[[ Entries supplied, beginning ]]

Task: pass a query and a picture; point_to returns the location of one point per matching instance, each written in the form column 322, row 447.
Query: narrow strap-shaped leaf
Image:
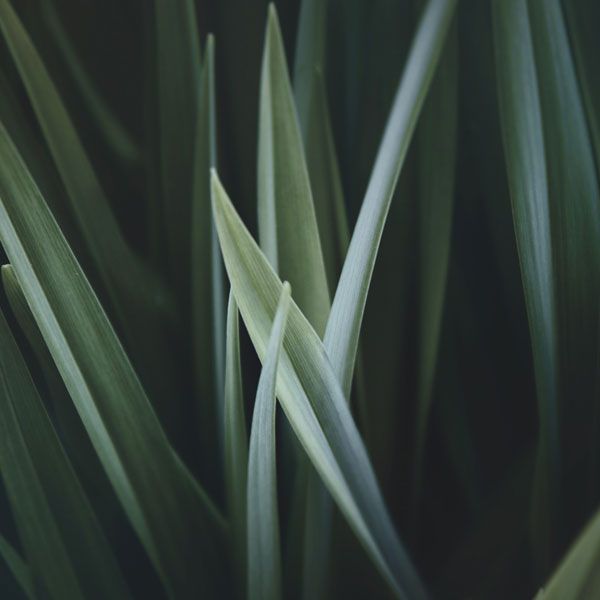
column 343, row 326
column 136, row 295
column 18, row 567
column 108, row 125
column 575, row 219
column 312, row 399
column 59, row 531
column 235, row 439
column 521, row 124
column 309, row 56
column 287, row 222
column 325, row 180
column 174, row 520
column 264, row 552
column 179, row 71
column 578, row 575
column 75, row 438
column 581, row 19
column 436, row 137
column 86, row 195
column 208, row 302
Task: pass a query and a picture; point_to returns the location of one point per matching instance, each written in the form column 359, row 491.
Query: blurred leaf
column 18, row 567
column 582, row 18
column 63, row 541
column 287, row 222
column 264, row 552
column 171, row 515
column 343, row 326
column 137, row 297
column 575, row 220
column 309, row 58
column 520, row 116
column 437, row 148
column 312, row 399
column 235, row 440
column 108, row 125
column 208, row 302
column 179, row 72
column 578, row 575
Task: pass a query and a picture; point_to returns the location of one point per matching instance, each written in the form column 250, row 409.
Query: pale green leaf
column 575, row 220
column 343, row 326
column 177, row 525
column 208, row 301
column 264, row 552
column 312, row 399
column 522, row 132
column 436, row 138
column 136, row 295
column 235, row 439
column 63, row 541
column 287, row 222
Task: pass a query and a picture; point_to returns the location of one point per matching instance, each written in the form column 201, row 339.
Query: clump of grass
column 411, row 237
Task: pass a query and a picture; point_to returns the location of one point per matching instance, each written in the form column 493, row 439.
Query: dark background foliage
column 471, row 537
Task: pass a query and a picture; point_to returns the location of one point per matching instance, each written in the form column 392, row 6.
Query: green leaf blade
column 343, row 326
column 165, row 506
column 235, row 439
column 310, row 395
column 287, row 221
column 522, row 132
column 52, row 513
column 264, row 551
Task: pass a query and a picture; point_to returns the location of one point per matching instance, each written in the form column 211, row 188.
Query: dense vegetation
column 299, row 300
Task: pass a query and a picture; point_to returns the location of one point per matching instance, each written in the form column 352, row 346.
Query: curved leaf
column 343, row 326
column 235, row 439
column 169, row 513
column 264, row 553
column 287, row 222
column 61, row 536
column 312, row 399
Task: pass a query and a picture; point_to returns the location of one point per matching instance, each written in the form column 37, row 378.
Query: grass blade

[[ Entries supplied, end ]]

> _Task instructions_: Give the records back exactly, with no pictures.

> _Written response_:
Task: pass a query and a picture; point_to returns the location of one point per matching instance, each written in the form column 322, row 447.
Query: narrow strap-shaped leaf
Image:
column 343, row 326
column 136, row 295
column 18, row 567
column 108, row 125
column 575, row 219
column 312, row 399
column 59, row 531
column 235, row 439
column 521, row 124
column 309, row 56
column 287, row 222
column 325, row 180
column 174, row 520
column 264, row 552
column 179, row 71
column 578, row 575
column 75, row 438
column 581, row 19
column 436, row 137
column 86, row 195
column 208, row 302
Task: pass a query and a picture; point_to returns the location of one point per matching instance, each written in the form column 359, row 491.
Query: blurred leaf
column 18, row 567
column 582, row 18
column 63, row 541
column 287, row 222
column 264, row 552
column 171, row 515
column 343, row 326
column 137, row 297
column 575, row 220
column 309, row 58
column 520, row 116
column 437, row 148
column 312, row 399
column 235, row 440
column 108, row 125
column 208, row 302
column 179, row 72
column 578, row 575
Task: pass a query and a picture; point_to returns the location of one point per matching instance, each written in the form column 250, row 409.
Query: pale green leaf
column 575, row 220
column 343, row 326
column 177, row 525
column 208, row 301
column 264, row 552
column 312, row 399
column 522, row 132
column 436, row 138
column 136, row 295
column 235, row 439
column 63, row 541
column 287, row 222
Task: pass a query and a picture; point_to returns the location of one point per matching instance, each written in the form column 201, row 339.
Query: clump of grass
column 411, row 237
Task: pass a query and a picture; point_to returns the location of one point per matching instance, each written in the form column 493, row 439.
Query: dark background foliage
column 471, row 537
Task: pass a query and a picture; point_to returns the location of one point per matching instance, each written in the form column 392, row 6.
Query: green leaf blade
column 343, row 326
column 165, row 506
column 235, row 439
column 310, row 395
column 287, row 221
column 522, row 132
column 52, row 513
column 264, row 551
Task: pass a query and a picture; point_to returns the location of one point per matching instance, each written in the form column 211, row 188.
Query: dense vegetation
column 299, row 300
Task: pass a query and a picture; point_to returns the location of one point per matching instance, each written in the form column 352, row 346.
Query: curved leaf
column 343, row 326
column 235, row 439
column 169, row 513
column 264, row 553
column 287, row 222
column 61, row 536
column 312, row 399
Task: pass a query and a picture; point_to returns the location of one point per matching instance, each written in the form column 37, row 378.
Query: grass blade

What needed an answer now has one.